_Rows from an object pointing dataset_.
>> Begin

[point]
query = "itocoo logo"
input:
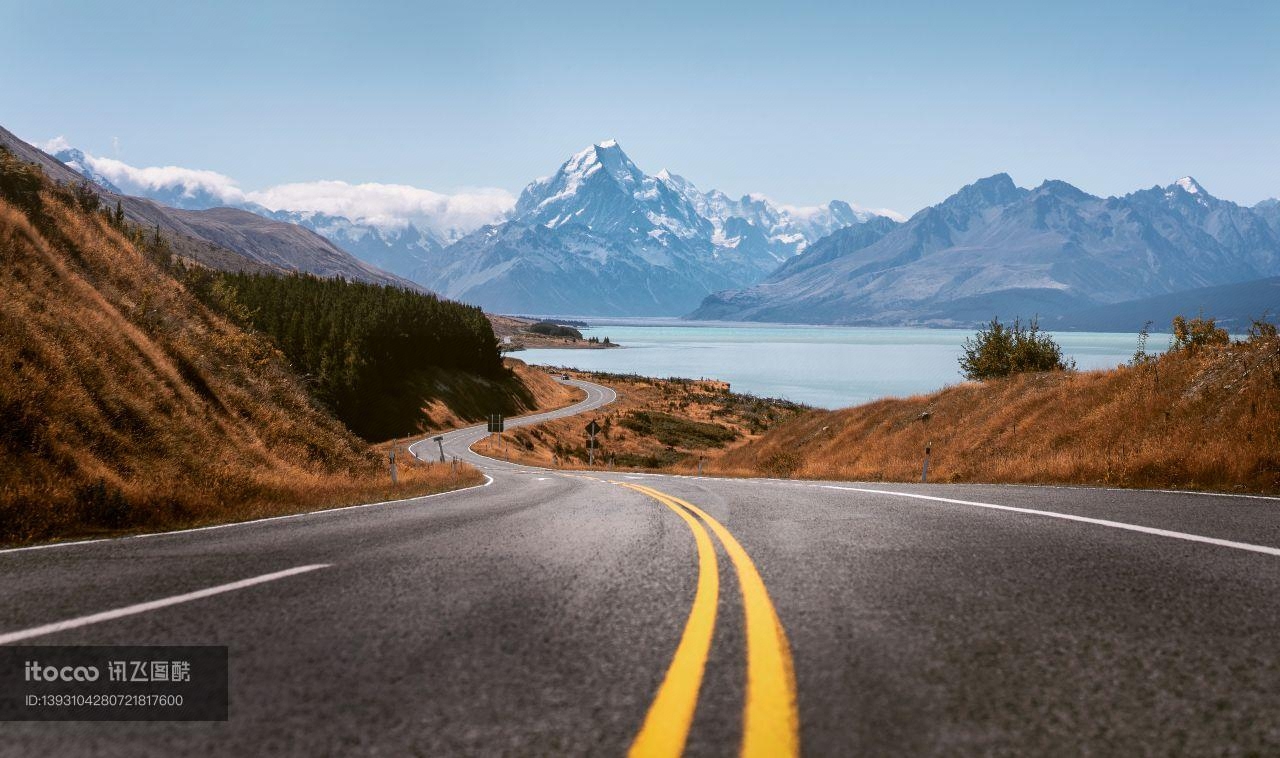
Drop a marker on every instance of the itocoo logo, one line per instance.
(37, 672)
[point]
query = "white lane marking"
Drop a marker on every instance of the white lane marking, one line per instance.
(1225, 543)
(151, 604)
(229, 524)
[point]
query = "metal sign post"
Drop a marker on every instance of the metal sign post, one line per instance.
(592, 430)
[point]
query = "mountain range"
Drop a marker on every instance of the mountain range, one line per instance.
(602, 237)
(996, 249)
(599, 236)
(220, 237)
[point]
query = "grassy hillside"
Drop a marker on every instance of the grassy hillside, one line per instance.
(1206, 418)
(126, 402)
(662, 424)
(371, 354)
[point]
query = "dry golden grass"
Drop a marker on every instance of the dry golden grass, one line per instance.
(709, 420)
(1203, 420)
(460, 400)
(126, 405)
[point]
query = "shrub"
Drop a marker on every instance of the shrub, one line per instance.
(1000, 350)
(1197, 333)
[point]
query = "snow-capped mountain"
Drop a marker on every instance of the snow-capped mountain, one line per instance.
(996, 249)
(602, 237)
(787, 229)
(400, 250)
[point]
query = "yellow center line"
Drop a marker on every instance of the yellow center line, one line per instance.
(666, 726)
(771, 720)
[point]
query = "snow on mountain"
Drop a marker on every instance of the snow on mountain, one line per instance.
(389, 225)
(600, 236)
(996, 249)
(789, 229)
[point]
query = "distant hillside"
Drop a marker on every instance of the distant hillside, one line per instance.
(126, 402)
(995, 249)
(1234, 306)
(1207, 419)
(223, 238)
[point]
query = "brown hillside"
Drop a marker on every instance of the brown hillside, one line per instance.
(127, 403)
(1207, 419)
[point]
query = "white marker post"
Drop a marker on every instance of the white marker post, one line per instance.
(394, 473)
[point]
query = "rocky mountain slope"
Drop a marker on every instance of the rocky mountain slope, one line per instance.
(996, 249)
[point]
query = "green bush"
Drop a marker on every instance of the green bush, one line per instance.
(1000, 350)
(677, 432)
(362, 348)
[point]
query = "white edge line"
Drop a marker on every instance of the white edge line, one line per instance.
(229, 524)
(1214, 540)
(13, 637)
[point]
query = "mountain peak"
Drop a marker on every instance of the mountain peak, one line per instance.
(993, 190)
(1189, 185)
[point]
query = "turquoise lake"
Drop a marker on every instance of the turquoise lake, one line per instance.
(823, 366)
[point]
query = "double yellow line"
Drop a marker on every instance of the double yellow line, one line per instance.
(771, 725)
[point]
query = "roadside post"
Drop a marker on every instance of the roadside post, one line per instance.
(592, 430)
(392, 456)
(497, 424)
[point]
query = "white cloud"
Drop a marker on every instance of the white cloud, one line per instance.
(167, 179)
(391, 205)
(55, 145)
(387, 206)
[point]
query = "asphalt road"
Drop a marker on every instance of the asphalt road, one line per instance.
(594, 612)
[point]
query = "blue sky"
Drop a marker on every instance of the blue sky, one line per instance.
(888, 105)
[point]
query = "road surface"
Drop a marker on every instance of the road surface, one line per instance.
(595, 612)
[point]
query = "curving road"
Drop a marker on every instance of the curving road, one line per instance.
(592, 612)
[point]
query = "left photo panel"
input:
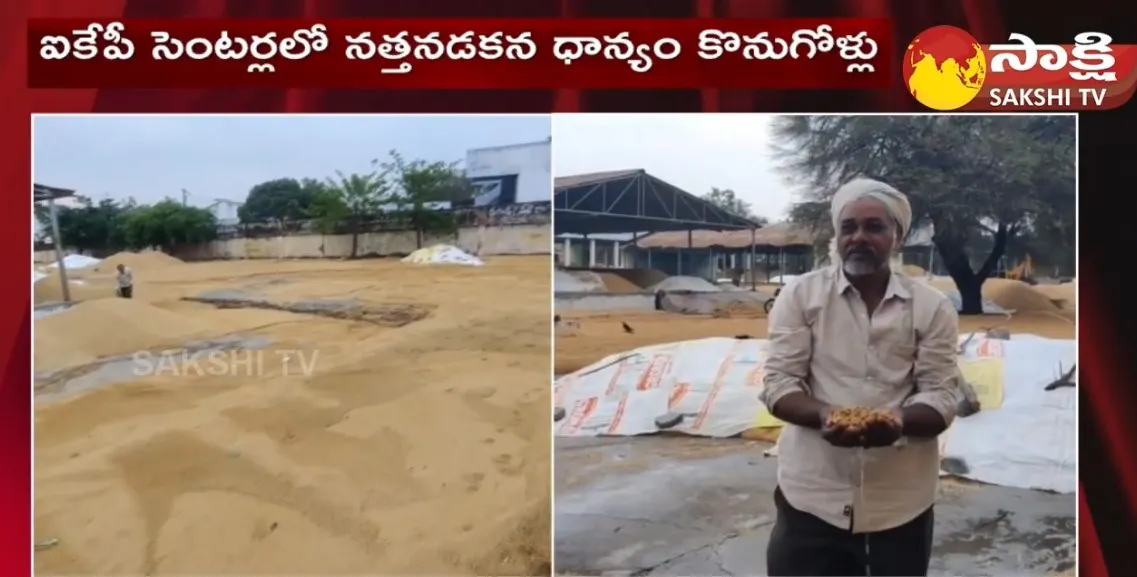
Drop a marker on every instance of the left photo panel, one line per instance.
(291, 345)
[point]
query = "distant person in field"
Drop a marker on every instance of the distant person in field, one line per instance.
(859, 500)
(125, 282)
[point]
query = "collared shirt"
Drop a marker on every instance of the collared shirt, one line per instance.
(125, 279)
(824, 343)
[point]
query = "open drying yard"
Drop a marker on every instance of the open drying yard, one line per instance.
(396, 425)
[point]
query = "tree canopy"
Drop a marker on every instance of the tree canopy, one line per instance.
(397, 190)
(970, 178)
(109, 225)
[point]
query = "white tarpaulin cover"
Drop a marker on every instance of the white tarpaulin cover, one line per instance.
(442, 254)
(1022, 437)
(77, 262)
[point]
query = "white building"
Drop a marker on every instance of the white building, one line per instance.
(509, 174)
(225, 211)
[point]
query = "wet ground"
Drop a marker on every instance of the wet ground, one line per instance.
(667, 505)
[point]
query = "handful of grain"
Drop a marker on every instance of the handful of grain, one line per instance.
(859, 418)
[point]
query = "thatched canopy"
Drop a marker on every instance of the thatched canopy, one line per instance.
(781, 235)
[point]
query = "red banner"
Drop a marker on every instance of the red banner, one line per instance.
(469, 54)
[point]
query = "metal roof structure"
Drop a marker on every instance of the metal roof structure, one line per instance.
(46, 192)
(779, 235)
(633, 200)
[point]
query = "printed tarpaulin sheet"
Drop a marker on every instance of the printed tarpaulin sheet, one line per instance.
(442, 254)
(1022, 437)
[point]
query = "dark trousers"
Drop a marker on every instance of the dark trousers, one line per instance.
(802, 544)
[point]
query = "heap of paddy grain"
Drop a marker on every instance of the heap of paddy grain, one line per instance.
(1063, 296)
(1013, 295)
(98, 281)
(142, 261)
(109, 327)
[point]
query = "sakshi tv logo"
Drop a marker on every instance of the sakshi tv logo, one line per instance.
(945, 68)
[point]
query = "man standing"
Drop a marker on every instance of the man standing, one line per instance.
(125, 282)
(859, 502)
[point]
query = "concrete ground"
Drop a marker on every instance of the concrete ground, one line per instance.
(669, 505)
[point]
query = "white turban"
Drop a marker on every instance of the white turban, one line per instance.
(895, 203)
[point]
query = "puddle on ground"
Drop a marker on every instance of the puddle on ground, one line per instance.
(65, 382)
(391, 315)
(49, 308)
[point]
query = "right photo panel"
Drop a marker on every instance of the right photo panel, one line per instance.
(815, 345)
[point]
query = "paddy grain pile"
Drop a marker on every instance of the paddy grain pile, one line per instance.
(108, 327)
(397, 451)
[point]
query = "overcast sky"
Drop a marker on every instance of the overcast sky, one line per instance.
(152, 157)
(693, 151)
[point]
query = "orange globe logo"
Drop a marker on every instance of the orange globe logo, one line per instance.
(944, 68)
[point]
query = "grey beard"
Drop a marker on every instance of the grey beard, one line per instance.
(859, 268)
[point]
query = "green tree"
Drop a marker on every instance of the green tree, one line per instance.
(167, 224)
(417, 183)
(965, 175)
(88, 227)
(350, 198)
(329, 209)
(279, 200)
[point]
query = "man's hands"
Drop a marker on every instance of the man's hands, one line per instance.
(860, 427)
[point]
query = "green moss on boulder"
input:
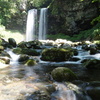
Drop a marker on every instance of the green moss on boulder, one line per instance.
(23, 58)
(92, 64)
(56, 54)
(12, 42)
(63, 74)
(17, 50)
(30, 62)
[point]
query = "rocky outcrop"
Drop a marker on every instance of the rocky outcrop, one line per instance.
(70, 17)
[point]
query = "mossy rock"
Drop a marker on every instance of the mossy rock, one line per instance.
(92, 64)
(93, 50)
(12, 42)
(17, 50)
(74, 59)
(5, 44)
(23, 58)
(5, 54)
(1, 48)
(56, 54)
(75, 51)
(22, 44)
(34, 44)
(63, 74)
(5, 60)
(30, 62)
(31, 52)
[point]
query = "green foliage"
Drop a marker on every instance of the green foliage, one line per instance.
(39, 3)
(7, 9)
(91, 34)
(58, 36)
(56, 54)
(63, 74)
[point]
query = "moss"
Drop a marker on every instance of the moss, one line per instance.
(56, 54)
(23, 58)
(92, 64)
(63, 74)
(12, 42)
(30, 62)
(17, 50)
(31, 52)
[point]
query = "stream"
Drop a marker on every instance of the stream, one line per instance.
(20, 82)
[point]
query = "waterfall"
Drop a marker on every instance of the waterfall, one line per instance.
(43, 24)
(31, 27)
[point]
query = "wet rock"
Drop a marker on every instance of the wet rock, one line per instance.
(50, 88)
(63, 74)
(93, 50)
(39, 95)
(17, 50)
(34, 44)
(85, 47)
(5, 54)
(74, 59)
(23, 58)
(22, 44)
(5, 44)
(12, 42)
(31, 52)
(1, 48)
(75, 52)
(93, 90)
(5, 60)
(92, 64)
(30, 62)
(56, 54)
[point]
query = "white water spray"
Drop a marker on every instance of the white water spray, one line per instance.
(43, 24)
(31, 27)
(33, 30)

>> End

_What the task asks_. Can you retype the stretch of the records from the start through the line containing "(1197, 333)", including both ends and leaving the pictures out of your answer?

_Response to this task_.
[point]
query = "itocoo logo"
input:
Drop a marker on every instance of the itocoo logo, one line per instance.
(37, 672)
[point]
query = "white lane marking"
Drop a marker on every instance of the white lane marking, one line per instance.
(1225, 543)
(151, 604)
(229, 524)
[point]
query = "metal sign post"
Drop a marker on every instance of the metal sign post, one line per instance.
(592, 430)
[point]
query = "mountain range"
Drop a marker on every instance of the mountain range, one line per instance.
(602, 237)
(996, 249)
(599, 236)
(220, 237)
[point]
query = "grassy hillside"
Drop a marker on every instance of the grassy hillside, one line per instance.
(1206, 418)
(126, 402)
(662, 424)
(371, 354)
[point]
query = "dry golden grass"
Drop a marker on every instance of the dry golden grass, one line per instance.
(709, 420)
(1203, 420)
(460, 400)
(126, 405)
[point]
query = "shrub"
Drop a marker on every instance of the shrub, one line per instance.
(1000, 350)
(1197, 333)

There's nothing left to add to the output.